ASSIGNMENT:
Counting task for the entries below: give the number of lines that contain the word "ground", with no other text.

DATA FOR THE TASK:
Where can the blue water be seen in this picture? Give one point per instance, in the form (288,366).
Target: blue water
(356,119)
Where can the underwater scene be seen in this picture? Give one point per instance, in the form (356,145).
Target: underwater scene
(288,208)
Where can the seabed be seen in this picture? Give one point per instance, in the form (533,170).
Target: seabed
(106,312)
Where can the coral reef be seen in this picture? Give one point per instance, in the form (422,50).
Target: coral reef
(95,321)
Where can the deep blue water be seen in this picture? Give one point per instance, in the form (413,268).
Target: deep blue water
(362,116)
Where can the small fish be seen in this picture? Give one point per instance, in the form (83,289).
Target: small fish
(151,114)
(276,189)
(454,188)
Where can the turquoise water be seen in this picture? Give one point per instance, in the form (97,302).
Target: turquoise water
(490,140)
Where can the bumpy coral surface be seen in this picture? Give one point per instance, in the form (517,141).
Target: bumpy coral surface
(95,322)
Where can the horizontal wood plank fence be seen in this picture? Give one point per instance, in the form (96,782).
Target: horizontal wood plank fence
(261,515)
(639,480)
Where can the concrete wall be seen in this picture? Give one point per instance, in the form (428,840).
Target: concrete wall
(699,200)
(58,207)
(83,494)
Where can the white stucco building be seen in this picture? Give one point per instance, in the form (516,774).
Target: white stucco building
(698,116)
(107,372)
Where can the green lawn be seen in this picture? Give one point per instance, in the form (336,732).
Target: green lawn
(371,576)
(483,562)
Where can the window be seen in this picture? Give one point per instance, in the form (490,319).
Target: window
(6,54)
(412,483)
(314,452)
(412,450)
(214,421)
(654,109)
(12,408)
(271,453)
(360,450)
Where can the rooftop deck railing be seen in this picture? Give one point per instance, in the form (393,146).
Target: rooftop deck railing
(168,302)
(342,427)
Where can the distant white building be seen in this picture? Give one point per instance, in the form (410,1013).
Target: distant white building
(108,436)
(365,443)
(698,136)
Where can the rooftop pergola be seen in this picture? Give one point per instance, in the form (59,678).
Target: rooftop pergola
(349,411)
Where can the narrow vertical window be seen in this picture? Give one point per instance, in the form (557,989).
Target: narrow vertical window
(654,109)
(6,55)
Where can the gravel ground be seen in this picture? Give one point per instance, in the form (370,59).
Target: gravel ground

SOLUTION:
2